::: Source information :::

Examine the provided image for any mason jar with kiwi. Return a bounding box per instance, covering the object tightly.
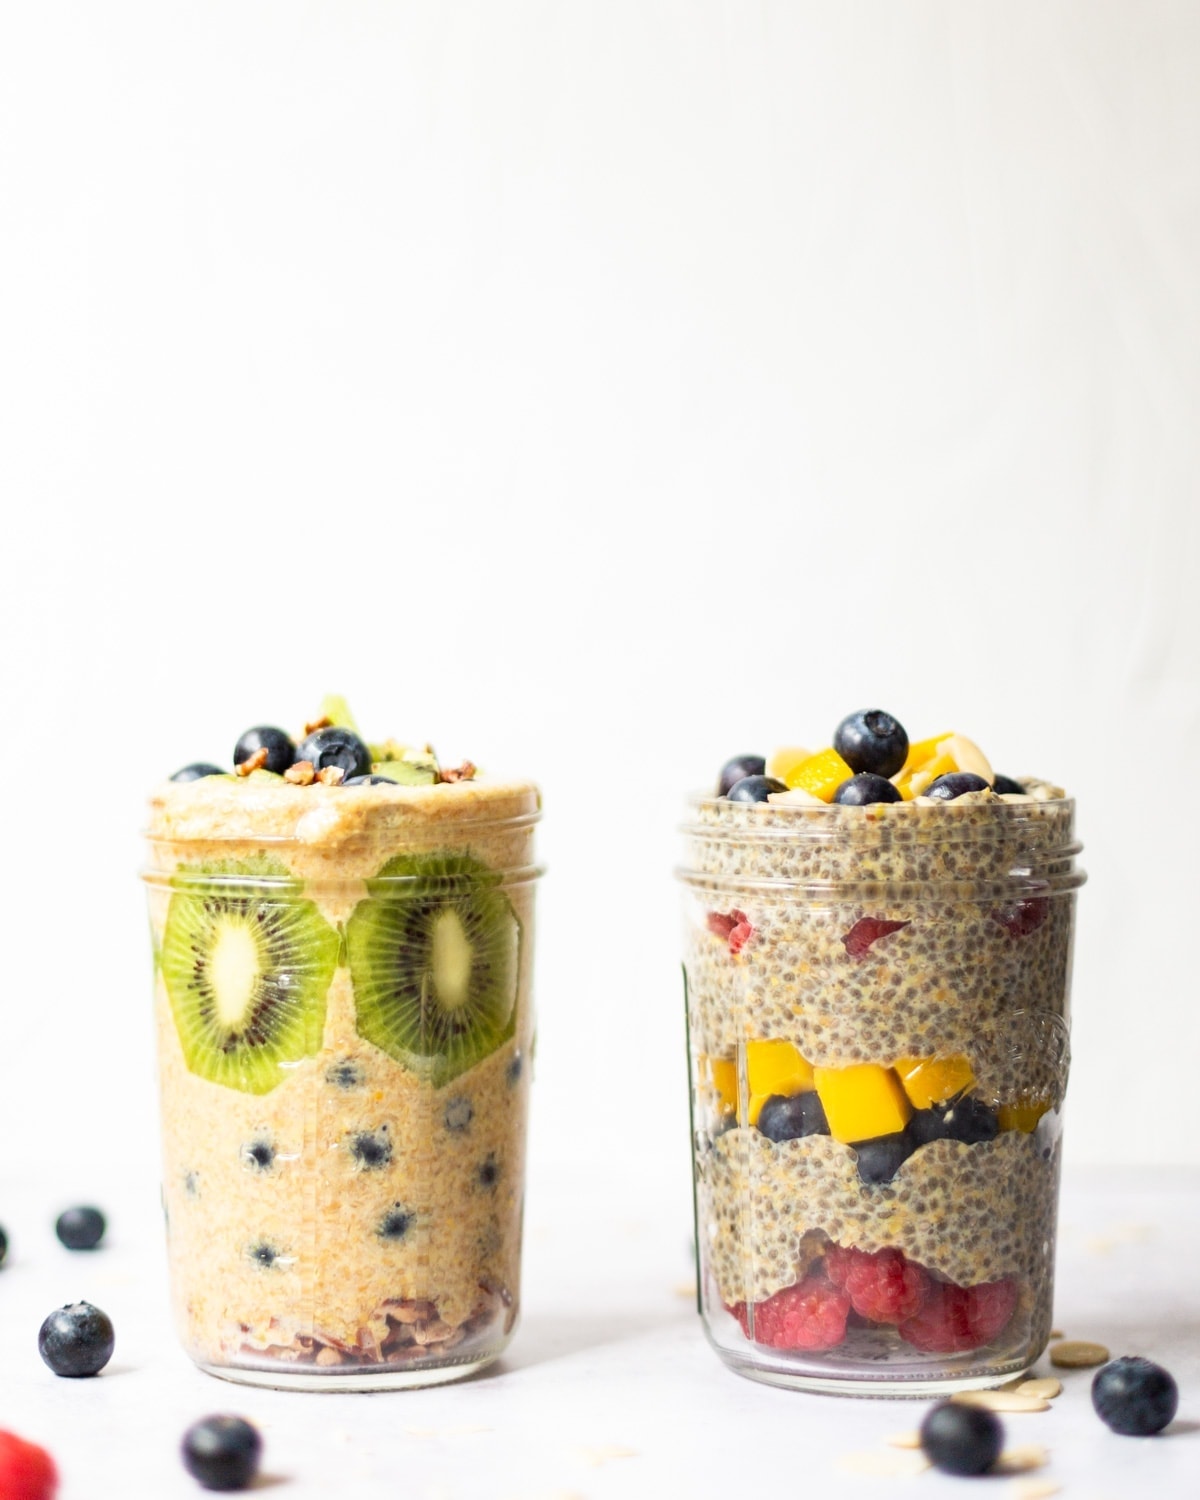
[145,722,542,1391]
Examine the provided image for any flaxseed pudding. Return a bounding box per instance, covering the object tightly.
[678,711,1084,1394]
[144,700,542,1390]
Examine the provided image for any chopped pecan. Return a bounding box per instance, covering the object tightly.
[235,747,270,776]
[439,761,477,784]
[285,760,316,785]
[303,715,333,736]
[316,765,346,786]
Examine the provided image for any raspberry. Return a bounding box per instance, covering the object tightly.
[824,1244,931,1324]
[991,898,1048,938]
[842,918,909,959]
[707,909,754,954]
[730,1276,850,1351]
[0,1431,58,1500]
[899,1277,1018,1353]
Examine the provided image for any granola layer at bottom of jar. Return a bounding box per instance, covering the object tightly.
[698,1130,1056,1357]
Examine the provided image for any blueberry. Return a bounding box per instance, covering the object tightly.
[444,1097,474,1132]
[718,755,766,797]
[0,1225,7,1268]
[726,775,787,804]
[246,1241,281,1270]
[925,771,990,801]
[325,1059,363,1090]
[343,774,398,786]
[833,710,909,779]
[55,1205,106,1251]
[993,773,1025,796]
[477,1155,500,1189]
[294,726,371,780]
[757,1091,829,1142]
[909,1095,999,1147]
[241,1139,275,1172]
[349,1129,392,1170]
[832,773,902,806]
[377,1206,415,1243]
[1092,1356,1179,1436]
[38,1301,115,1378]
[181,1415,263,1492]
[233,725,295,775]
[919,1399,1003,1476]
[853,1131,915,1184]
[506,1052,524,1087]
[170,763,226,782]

:::
::: Source information :::

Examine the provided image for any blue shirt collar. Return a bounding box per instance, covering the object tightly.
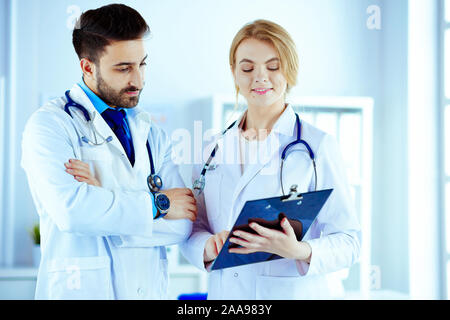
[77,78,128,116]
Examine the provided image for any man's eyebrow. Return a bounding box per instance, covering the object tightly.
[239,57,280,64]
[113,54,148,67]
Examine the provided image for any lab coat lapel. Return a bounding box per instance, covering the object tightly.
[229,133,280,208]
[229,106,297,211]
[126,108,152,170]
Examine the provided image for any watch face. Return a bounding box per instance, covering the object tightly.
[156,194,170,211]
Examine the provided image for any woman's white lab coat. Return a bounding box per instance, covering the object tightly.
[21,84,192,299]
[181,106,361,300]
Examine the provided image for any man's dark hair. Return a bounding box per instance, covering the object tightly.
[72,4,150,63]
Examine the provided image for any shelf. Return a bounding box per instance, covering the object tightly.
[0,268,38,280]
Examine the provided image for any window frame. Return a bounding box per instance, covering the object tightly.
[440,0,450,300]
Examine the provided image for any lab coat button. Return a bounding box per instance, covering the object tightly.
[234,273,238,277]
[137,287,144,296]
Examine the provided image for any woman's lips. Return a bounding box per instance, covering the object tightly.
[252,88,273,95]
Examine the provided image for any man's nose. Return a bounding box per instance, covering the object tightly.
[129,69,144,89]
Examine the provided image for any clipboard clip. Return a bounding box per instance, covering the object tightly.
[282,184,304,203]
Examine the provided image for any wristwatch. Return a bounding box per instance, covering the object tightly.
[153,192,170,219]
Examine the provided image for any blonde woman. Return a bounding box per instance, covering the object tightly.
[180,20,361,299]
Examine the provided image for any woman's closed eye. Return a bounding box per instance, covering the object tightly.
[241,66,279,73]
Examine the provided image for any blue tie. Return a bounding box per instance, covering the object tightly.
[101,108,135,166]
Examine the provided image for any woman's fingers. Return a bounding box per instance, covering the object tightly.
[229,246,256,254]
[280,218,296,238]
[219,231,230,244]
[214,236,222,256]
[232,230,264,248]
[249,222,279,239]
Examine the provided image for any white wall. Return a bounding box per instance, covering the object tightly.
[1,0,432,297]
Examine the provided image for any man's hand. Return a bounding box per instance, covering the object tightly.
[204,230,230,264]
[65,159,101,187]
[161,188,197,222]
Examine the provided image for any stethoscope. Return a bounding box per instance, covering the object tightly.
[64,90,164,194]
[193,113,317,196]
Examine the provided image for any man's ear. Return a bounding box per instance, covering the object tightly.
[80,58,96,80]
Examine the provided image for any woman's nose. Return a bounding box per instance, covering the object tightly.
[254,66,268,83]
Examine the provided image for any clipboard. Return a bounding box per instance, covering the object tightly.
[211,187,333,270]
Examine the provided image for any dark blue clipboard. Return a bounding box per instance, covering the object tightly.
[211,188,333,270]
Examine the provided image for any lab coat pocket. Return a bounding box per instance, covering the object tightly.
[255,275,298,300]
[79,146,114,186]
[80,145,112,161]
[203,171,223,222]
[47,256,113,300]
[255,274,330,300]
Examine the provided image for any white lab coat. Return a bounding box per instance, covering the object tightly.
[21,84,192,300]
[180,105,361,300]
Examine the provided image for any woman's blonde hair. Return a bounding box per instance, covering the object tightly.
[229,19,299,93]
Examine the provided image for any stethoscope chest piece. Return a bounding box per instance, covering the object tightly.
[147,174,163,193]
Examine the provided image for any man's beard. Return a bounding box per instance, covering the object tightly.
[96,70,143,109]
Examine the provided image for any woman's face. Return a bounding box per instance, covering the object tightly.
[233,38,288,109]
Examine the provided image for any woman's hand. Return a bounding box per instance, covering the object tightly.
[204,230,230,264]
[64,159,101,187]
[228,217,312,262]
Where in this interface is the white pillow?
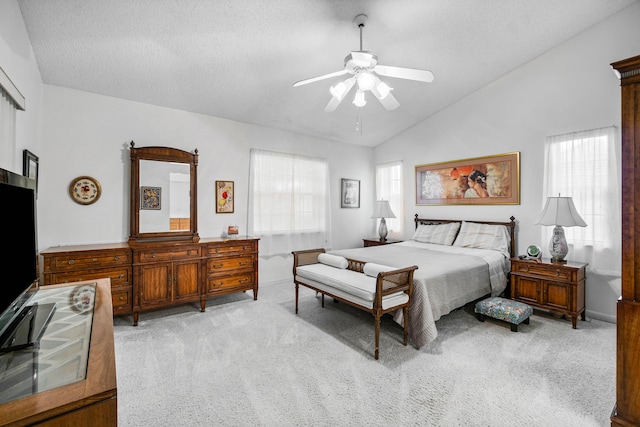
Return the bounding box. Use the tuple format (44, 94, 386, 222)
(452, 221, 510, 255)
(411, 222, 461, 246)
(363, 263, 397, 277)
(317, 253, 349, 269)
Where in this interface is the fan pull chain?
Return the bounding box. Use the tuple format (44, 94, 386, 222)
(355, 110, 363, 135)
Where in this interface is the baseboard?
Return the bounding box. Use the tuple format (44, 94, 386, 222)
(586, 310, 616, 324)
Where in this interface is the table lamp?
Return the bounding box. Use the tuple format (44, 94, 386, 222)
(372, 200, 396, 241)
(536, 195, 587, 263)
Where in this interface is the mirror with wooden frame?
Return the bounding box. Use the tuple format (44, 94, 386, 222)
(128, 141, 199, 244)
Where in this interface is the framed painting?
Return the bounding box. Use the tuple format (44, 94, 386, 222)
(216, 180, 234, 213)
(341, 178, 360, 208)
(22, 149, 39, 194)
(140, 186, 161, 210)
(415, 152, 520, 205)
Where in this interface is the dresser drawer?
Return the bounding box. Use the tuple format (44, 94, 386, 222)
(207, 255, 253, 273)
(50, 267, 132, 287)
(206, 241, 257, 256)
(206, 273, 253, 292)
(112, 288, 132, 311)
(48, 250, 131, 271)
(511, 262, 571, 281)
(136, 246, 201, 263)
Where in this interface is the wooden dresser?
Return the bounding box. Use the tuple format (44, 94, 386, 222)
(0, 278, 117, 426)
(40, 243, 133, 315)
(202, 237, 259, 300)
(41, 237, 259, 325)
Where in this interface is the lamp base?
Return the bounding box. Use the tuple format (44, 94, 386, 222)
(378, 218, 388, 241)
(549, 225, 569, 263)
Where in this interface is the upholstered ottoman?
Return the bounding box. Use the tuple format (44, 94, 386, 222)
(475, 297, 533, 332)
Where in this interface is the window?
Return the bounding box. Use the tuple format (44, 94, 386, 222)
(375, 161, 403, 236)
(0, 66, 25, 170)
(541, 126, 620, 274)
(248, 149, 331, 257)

:::

Your answer should be only a number: how many lines in the records hold the word "Where".

11